PAGE TEXT:
------------------------
I think it's a great solution and I don't understand why it's not widely used.



Because they are hellaciously expensive, in terms of:

* cost to retrofit the backend of these systems onto the bank's retail software

* cost to roll out tokens to customers

* ongoing support costs for e.g. lost or broken tokens

To all that, you have to layer on the fact that tokens are priced for a different market (enterprise security), so the existing products aren't packaged in a way that makes them palatable to (say) Bank of America's many tens of millions of customers. You can't wave a magic wand on that problem either; tokens are packaged the way they are now because that's how you can keep a token company in the black.


Because they are hellaciously expensive

You know, I have a checking account that I don't keep a lot of money in (because I rarely write checks nowadays) but have had so long that I don't really want to close it. I was surprised to notice last week that the bank is charging me $12/month in account fees unless I keep a minimum of $1000 in it at all times (effectively, an interest-free loan to the bank). For $144 a year, I think they can afford an RSA token or something better than the existing nonsense.
------------------------
EXERCISE REQUIREMENTS:
• a. Translate this sentence from the bank security token discussion into Spanish: "I think it's a great solution and I don't understand why it's not widely used."
• b. From the bank security token discussion, print the part that opens with the words "You know, I" and closes with "the existing nonsense.".
------------------------
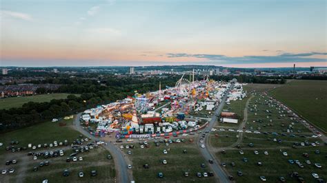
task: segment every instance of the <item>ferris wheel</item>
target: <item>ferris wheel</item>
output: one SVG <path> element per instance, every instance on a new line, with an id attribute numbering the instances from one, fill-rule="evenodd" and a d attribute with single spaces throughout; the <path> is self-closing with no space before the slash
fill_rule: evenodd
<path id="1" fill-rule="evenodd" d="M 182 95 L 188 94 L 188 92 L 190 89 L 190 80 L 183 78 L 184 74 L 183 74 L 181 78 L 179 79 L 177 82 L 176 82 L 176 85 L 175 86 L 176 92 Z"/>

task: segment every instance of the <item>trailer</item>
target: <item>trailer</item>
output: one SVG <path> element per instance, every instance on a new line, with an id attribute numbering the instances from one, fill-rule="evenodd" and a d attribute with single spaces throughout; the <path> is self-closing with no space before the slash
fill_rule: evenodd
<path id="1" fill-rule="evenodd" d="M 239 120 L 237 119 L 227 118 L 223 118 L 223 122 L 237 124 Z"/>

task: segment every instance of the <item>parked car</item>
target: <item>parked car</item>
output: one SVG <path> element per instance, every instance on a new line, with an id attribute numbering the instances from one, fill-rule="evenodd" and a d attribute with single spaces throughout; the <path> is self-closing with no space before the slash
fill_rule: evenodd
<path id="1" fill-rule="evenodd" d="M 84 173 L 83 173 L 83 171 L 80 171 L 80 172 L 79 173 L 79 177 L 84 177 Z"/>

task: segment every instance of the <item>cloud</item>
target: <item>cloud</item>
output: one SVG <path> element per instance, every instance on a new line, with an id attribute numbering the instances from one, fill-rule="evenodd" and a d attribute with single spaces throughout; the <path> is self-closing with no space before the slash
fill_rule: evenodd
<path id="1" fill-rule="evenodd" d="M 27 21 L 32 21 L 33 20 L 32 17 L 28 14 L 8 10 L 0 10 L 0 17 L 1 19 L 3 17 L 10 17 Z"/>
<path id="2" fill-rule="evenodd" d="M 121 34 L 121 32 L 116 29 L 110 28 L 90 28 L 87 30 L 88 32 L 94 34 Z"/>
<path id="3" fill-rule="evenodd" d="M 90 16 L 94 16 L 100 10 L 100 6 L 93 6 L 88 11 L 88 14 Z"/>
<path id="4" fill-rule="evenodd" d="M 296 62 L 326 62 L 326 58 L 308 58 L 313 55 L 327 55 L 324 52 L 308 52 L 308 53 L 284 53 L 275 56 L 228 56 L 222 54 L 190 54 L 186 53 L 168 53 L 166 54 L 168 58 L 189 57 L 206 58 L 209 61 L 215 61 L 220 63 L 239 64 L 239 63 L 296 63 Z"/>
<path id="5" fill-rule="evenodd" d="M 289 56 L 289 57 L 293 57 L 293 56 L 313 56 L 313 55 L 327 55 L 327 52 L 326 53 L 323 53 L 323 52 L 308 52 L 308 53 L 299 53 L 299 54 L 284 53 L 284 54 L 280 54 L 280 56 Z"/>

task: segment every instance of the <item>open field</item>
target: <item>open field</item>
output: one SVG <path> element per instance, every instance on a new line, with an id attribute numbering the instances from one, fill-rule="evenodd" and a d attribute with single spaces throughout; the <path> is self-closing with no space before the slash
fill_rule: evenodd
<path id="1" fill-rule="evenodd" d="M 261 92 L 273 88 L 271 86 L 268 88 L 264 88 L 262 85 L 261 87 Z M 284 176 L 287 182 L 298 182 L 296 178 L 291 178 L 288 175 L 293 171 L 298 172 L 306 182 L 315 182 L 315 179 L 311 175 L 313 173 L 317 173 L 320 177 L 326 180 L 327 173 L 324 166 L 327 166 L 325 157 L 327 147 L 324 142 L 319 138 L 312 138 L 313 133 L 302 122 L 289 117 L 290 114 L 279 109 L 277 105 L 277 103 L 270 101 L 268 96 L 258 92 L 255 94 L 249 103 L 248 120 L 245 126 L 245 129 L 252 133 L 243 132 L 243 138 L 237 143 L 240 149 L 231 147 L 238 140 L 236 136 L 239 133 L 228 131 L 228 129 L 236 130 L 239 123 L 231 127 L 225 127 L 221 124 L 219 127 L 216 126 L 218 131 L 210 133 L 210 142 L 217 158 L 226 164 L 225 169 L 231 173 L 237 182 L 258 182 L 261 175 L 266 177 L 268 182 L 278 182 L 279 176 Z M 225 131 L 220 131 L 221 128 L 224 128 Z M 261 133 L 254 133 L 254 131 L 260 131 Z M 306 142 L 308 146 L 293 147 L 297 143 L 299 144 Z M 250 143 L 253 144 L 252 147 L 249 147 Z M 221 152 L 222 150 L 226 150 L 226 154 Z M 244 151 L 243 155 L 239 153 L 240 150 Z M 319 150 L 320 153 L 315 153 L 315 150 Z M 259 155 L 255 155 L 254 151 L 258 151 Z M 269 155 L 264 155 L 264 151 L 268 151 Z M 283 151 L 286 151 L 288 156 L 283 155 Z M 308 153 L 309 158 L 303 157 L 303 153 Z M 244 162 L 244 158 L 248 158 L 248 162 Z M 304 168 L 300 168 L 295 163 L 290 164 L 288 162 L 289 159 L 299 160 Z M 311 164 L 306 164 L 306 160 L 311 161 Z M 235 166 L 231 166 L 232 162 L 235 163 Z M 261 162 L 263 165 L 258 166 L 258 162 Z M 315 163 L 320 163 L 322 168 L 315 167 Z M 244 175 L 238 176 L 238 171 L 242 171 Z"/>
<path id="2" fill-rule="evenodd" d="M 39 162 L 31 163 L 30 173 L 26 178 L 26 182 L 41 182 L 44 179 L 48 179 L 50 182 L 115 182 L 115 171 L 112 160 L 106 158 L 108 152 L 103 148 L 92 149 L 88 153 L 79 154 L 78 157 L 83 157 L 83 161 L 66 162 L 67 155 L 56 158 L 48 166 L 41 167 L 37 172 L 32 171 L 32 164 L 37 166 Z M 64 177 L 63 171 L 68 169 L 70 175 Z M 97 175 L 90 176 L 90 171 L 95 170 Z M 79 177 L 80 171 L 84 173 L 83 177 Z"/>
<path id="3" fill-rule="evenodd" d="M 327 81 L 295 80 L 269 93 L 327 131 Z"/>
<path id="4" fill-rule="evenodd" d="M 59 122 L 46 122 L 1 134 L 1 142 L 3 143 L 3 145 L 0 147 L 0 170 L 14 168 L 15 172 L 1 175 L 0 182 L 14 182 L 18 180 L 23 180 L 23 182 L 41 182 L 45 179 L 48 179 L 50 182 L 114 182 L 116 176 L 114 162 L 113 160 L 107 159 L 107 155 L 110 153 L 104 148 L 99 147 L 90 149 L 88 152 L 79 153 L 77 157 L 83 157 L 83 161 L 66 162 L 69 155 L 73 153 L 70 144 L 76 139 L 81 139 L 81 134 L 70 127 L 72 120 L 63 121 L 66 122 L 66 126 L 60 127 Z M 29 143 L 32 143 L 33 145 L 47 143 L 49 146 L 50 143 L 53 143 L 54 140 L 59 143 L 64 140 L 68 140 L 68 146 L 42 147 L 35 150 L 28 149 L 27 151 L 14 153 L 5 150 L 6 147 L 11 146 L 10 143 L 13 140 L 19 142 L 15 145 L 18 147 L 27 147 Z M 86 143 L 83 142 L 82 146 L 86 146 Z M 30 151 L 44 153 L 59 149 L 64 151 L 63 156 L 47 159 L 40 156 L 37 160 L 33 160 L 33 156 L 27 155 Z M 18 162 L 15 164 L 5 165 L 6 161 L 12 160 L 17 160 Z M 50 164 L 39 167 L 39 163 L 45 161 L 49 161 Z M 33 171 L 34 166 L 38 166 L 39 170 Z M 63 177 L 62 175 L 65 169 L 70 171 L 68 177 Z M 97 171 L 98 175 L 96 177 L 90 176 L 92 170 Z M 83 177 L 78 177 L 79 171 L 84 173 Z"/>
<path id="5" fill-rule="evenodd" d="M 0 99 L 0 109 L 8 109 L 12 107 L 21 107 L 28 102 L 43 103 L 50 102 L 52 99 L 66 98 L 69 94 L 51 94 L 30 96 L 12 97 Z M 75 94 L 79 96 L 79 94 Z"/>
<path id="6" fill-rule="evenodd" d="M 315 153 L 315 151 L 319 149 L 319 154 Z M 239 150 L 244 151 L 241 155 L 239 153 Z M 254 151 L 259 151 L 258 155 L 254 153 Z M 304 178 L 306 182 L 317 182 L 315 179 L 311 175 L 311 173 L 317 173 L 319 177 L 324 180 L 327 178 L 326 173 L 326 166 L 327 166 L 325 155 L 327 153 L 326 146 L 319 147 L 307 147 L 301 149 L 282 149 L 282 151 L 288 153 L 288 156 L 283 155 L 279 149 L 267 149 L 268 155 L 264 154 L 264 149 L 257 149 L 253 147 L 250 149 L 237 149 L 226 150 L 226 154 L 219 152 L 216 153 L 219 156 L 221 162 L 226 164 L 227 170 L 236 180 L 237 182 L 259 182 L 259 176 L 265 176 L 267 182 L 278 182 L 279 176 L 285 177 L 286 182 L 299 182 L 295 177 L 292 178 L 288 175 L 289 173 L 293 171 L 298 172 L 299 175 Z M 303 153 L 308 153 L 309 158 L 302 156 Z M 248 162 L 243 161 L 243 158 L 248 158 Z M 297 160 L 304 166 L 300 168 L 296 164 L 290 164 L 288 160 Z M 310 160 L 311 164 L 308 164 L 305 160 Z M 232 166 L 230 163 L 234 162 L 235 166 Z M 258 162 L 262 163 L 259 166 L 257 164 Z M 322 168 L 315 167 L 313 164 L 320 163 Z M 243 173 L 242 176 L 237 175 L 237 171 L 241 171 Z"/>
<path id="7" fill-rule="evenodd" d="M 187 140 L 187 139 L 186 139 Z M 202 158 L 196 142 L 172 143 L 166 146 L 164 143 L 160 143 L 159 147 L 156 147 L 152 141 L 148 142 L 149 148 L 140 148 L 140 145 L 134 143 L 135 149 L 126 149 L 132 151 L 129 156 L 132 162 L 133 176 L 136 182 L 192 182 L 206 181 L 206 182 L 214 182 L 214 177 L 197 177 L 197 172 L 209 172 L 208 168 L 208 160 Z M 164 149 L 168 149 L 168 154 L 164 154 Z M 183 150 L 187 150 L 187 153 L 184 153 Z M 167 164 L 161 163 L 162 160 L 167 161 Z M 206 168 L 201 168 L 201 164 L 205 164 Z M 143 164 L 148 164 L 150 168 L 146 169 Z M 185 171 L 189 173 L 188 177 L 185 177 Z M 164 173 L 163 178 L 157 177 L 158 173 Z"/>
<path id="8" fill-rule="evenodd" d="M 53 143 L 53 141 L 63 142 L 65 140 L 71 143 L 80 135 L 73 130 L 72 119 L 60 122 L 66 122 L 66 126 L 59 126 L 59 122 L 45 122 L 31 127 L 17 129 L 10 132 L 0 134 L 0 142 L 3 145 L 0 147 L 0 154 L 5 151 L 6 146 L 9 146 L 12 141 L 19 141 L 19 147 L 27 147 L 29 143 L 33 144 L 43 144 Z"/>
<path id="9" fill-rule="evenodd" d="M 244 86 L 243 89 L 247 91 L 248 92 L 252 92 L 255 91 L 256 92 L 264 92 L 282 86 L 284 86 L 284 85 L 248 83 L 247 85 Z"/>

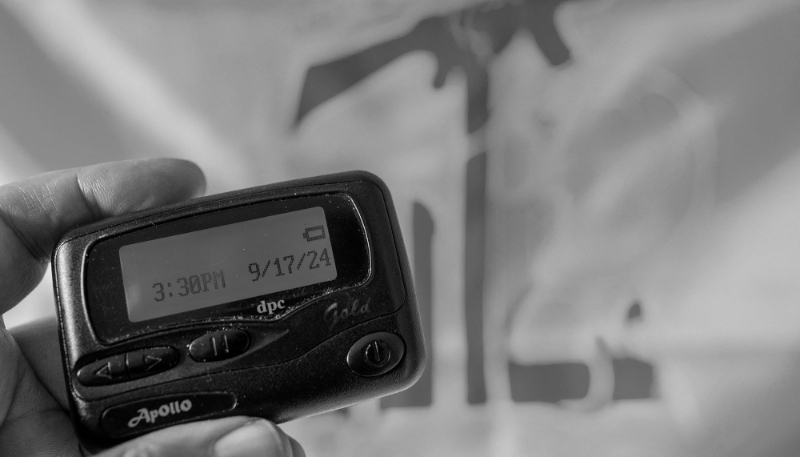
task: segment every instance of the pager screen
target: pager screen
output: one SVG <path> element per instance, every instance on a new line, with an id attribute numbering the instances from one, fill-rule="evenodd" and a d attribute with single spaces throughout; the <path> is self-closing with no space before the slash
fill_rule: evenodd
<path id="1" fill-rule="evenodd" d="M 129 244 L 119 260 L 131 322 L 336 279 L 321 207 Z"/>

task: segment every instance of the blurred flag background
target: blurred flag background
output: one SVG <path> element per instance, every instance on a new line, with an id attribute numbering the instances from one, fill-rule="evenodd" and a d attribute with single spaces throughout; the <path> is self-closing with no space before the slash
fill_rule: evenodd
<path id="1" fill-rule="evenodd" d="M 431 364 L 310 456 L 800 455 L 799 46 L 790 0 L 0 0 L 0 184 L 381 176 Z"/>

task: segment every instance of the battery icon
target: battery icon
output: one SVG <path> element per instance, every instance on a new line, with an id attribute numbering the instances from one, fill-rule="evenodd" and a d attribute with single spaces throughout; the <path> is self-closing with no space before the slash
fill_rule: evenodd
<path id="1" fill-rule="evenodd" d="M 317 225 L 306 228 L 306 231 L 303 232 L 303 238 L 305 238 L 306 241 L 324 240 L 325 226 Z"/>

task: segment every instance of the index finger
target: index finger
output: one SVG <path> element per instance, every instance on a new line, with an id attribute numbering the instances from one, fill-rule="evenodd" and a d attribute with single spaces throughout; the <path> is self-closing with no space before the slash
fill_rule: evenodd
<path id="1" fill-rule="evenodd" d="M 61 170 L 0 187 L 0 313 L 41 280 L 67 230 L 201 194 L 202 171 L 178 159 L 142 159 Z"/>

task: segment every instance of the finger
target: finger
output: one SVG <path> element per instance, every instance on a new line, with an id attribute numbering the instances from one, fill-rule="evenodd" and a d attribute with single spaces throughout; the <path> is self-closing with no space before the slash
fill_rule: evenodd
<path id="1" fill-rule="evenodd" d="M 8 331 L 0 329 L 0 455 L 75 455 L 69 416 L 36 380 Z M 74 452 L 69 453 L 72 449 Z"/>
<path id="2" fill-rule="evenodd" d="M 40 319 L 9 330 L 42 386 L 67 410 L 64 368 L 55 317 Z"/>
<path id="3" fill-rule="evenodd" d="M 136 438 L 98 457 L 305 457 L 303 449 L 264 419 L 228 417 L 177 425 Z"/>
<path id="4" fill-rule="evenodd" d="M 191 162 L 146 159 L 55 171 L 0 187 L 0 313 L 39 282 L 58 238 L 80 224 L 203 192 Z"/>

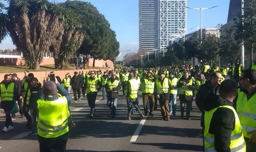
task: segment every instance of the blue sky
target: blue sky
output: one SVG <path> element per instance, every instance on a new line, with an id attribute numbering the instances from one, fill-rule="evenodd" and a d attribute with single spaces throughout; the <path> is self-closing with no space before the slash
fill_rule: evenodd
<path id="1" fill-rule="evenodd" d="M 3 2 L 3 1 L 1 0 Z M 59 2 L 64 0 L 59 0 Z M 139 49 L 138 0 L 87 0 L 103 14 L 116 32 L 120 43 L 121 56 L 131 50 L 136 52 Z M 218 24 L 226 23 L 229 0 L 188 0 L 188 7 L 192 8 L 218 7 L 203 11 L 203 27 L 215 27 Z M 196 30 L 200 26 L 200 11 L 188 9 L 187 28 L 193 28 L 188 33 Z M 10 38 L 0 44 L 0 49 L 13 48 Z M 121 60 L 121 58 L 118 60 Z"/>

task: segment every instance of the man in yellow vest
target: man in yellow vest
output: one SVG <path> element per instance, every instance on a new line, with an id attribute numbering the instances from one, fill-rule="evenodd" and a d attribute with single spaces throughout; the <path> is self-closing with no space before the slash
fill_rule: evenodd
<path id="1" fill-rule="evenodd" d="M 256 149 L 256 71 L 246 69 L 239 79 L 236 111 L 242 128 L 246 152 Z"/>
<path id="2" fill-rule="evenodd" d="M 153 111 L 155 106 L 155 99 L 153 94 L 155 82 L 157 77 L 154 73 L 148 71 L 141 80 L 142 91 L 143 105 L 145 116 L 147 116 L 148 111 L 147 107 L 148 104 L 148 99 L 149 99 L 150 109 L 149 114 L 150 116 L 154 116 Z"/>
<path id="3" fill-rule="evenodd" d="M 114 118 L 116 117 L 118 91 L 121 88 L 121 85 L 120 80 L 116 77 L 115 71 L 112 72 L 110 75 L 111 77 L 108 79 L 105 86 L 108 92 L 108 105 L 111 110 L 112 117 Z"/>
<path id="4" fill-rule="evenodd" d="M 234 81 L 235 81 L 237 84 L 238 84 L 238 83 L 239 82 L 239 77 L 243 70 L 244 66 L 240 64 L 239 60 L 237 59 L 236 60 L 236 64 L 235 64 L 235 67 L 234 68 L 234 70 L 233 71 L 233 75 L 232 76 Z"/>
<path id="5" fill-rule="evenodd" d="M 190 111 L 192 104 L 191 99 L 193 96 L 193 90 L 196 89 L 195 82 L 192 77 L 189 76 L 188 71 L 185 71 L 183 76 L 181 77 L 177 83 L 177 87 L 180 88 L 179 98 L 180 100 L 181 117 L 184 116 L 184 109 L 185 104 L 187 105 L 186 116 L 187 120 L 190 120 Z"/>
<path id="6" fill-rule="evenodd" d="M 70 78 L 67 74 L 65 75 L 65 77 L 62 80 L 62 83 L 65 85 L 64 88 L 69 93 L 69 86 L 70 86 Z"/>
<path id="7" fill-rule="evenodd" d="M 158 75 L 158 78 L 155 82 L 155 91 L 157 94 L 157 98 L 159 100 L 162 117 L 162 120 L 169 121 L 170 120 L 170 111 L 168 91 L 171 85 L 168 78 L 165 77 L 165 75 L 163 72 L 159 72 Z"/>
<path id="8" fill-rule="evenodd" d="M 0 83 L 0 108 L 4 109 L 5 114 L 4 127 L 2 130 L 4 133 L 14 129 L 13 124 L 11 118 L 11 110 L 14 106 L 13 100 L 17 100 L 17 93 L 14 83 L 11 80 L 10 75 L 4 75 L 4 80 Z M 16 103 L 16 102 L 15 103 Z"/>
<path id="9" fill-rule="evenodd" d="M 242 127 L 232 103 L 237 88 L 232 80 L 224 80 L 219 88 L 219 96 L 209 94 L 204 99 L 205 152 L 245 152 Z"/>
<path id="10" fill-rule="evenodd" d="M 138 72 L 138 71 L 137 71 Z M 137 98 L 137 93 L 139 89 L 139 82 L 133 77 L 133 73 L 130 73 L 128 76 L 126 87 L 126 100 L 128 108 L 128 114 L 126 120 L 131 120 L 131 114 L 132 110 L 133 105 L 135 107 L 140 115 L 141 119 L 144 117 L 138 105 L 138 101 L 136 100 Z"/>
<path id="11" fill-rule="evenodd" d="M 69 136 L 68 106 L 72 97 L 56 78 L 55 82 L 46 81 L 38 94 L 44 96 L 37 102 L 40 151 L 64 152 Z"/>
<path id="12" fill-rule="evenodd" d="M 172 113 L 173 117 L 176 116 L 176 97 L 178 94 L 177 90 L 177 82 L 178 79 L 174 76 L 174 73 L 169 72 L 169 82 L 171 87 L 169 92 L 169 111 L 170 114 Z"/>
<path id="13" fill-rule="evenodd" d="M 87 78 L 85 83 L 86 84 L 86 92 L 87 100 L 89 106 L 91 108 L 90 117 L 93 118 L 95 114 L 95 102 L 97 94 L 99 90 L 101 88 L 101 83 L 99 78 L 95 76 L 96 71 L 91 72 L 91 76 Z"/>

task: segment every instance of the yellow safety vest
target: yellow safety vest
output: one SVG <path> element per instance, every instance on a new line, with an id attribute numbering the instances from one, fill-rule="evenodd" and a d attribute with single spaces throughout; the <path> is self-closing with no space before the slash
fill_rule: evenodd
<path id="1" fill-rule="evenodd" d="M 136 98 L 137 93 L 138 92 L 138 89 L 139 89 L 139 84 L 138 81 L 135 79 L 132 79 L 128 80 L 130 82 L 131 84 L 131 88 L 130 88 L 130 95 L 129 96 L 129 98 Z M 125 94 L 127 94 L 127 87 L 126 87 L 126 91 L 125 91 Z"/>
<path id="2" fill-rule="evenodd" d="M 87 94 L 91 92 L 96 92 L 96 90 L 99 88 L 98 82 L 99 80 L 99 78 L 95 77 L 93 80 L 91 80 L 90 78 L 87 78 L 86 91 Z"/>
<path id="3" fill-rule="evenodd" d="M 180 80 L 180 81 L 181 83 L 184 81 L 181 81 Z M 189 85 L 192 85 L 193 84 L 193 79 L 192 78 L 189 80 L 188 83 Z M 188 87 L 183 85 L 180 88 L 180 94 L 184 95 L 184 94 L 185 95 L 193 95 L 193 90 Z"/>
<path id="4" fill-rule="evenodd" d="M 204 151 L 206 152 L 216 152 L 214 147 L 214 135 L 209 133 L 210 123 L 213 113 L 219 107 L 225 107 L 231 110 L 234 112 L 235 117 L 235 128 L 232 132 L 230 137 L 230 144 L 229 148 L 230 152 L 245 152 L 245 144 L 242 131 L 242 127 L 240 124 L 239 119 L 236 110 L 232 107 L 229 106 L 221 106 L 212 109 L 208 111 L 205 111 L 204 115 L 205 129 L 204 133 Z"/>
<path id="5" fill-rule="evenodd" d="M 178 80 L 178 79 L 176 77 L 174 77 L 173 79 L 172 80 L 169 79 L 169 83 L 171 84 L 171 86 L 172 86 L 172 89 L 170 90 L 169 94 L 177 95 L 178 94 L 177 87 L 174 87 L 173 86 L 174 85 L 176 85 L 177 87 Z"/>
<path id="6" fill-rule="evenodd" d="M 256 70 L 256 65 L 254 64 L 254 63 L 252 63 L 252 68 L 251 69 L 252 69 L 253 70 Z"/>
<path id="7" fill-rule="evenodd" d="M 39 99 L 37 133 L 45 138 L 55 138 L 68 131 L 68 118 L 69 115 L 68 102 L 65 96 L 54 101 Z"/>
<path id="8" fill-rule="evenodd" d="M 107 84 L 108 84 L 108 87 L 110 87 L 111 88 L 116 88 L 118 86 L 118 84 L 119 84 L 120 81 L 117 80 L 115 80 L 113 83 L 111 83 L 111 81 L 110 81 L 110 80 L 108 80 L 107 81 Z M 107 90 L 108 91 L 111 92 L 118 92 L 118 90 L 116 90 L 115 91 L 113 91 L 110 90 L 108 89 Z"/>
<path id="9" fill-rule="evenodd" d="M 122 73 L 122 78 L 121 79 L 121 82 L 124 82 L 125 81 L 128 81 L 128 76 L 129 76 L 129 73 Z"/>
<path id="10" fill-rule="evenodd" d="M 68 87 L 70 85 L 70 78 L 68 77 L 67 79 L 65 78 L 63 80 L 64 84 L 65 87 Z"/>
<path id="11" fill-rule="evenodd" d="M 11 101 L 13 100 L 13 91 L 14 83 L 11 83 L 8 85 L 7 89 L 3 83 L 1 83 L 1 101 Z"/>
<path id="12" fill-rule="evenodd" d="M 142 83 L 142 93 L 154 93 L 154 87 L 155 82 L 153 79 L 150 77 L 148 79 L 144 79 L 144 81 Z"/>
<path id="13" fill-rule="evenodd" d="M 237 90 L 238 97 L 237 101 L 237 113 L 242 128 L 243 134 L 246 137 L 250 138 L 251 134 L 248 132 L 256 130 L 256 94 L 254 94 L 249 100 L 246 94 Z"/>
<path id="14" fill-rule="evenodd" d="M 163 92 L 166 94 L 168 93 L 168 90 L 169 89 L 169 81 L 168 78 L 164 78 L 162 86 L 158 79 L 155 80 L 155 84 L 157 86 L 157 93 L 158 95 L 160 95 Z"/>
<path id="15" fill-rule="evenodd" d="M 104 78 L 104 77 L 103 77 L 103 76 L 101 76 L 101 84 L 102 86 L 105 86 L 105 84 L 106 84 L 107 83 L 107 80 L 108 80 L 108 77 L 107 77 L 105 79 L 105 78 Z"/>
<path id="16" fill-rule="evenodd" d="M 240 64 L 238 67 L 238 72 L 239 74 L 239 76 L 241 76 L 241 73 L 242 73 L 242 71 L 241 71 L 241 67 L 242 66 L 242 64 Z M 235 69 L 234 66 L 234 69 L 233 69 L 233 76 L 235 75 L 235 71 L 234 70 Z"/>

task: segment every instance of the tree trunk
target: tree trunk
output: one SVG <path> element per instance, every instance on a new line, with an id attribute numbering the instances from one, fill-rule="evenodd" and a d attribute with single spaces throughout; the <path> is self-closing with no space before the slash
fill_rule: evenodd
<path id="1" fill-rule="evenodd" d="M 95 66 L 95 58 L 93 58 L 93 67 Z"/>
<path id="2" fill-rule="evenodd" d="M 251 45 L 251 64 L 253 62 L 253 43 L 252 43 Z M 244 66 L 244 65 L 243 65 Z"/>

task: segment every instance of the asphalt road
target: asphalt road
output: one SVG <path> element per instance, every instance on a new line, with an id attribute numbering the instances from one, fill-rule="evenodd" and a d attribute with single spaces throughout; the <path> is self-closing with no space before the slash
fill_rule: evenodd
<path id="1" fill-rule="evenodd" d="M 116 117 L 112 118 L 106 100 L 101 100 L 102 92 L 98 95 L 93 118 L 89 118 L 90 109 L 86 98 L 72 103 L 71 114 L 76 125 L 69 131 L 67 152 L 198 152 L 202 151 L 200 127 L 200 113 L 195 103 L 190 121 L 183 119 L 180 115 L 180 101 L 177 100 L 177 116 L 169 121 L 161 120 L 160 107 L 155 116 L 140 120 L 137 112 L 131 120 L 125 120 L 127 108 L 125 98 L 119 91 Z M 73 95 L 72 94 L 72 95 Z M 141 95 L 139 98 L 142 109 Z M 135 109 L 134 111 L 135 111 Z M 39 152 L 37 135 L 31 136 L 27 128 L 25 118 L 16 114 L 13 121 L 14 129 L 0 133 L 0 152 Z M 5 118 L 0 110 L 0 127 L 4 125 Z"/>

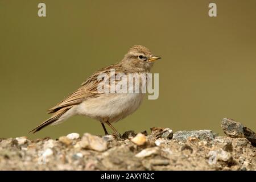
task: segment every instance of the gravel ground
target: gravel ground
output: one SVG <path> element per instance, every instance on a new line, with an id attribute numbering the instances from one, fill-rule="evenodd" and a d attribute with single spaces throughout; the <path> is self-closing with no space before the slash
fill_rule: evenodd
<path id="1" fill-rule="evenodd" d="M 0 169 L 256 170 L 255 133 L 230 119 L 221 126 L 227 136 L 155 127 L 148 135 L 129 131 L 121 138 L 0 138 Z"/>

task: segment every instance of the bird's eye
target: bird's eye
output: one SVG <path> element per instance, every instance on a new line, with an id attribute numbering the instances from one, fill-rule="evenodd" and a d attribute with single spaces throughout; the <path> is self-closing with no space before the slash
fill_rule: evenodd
------------------------
ANSWERS TO THE EXERCISES:
• a. Creo que es una gran solución y no entiendo por qué no se usa ampliamente.

• b.
You know, I have a checking account that I don't keep a lot of money in (because I rarely write checks nowadays) but have had so long that I don't really want to close it. I was surprised to notice last week that the bank is charging me $12/month in account fees unless I keep a minimum of $1000 in it at all times (effectively, an interest-free loan to the bank). For $144 a year, I think they can afford an RSA token or something better than the existing nonsense.